═══ Отрывок из текста ═══
Читаем ЧиЖ. Чуковский и Жаботинский полностью

И надо сказать, это был тот редкий случай, когда Чуковский вынужден был отступить. Следующая его статья «Шевченко», опубликованная на страницах журнала «Русская мысль» в связи с празднованием 50-летия со дня смерти Шевченко в 1911 году, была куда более осмотрительной в словах, хотя его общий взгляд на украинского поэта, по существу, не изменился. Некоторые из прежних своих мыслей он высказал в этой новой статье в гораздо более осторожных словах. Но и эта новая статья Чуковского целиком была посвящена творчеству Шевченко, а не его политическому значению, что опять в известном смысле противоречило шаблонам. А главное, что и здесь Чуковский пытался обратить внимание на такие стороны его биографии, которые игнорировали создатели шевченковского мифа: Чуковский и здесь подчеркивал, что никакие изменения в судьбе поэта, даже самые благоприятные, не меняли основных тем его творчества, что далеко не все в творчестве Шевченко можно объяснить его горестной судьбой.

К. Чуковский. Шевченко (1911)[236]

<…> Вы только представьте, только вообразите себе на минуту этого юношу-подростка Тараса здесь, в Петербурге, — он бегает где-нибудь по Гороховой, по Литейной, Мещанской в тиковом халатике, с ведром и с кистью в руке, весь забрызганный известью, вохрой, — ученик маляра Ширяева, живописных дел мастера. — «Тараска, за пивом!» — «Тараска, за табаком!» — спит и ест со стекольщиками, кровельщиками — калужскими, костромскими, — в грязи, на чердаке, — и, конечно, пинки, тумаки, — обыкновенный петербургский мальчишка — бегает, здесь, по Гороховой, и год, и два, и три, и четыре, — раб крепостной, беспросветный:

Не знав сiромаха, що виросли крила,Що неба достане, коли полетить.Не знав, нагинався, —

и, конечно же, ему дают на чай — вот тебе гривенник! — и, конечно, он целует руку (он пришел к Сошенку и поцеловал у него руку) — и, целуя, боится, что его, быть может, ударят (когда Сошенко отдернул руку, он испугался и убежал), — запуганный, загнанный раб, которого секли на конюшне и который в детстве ел глину от голода.
═══
Задания к упражнению
1. По отрывку о Чуковском и Шевченко объясните, почему статья «Шевченко» 1911 года тоже в каком-то смысле шла против шаблонов. Уложитесь в одно–три предложения.
2. В каком журнале, судя по отрывку о Чуковском и Шевченко, напечатали статью «Шевченко»?
═══ Исходные записи ═══
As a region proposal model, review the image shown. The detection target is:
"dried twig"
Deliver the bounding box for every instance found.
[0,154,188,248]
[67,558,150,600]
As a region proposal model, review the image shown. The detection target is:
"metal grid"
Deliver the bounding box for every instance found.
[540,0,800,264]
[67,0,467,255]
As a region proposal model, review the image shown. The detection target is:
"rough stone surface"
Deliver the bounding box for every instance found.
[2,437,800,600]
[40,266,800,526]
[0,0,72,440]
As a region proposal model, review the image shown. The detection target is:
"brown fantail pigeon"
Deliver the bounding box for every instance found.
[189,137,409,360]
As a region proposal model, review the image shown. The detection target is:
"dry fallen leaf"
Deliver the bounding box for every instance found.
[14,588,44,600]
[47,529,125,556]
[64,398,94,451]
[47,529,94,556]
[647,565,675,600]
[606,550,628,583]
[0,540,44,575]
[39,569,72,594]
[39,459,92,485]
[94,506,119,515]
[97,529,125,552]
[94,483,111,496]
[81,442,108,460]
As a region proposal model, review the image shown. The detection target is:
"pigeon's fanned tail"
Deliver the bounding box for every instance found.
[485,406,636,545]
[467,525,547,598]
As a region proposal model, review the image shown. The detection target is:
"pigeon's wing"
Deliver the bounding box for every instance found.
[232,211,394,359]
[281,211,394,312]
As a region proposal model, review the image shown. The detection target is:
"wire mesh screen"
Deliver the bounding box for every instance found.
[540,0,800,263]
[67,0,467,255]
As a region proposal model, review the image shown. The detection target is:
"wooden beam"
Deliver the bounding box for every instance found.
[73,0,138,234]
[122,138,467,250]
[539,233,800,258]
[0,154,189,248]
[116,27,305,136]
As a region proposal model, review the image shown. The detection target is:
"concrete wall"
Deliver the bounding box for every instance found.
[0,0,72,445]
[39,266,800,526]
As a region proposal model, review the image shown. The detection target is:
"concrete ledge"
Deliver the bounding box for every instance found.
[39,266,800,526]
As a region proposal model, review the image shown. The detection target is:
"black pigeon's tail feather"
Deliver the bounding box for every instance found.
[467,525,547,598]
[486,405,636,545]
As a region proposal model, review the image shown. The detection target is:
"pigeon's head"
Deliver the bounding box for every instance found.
═══
Ответы полностью
1. Эта статья целиком была посвящена творчеству Шевченко, а не его политическому значению.

2. В журнале «Русская мысль».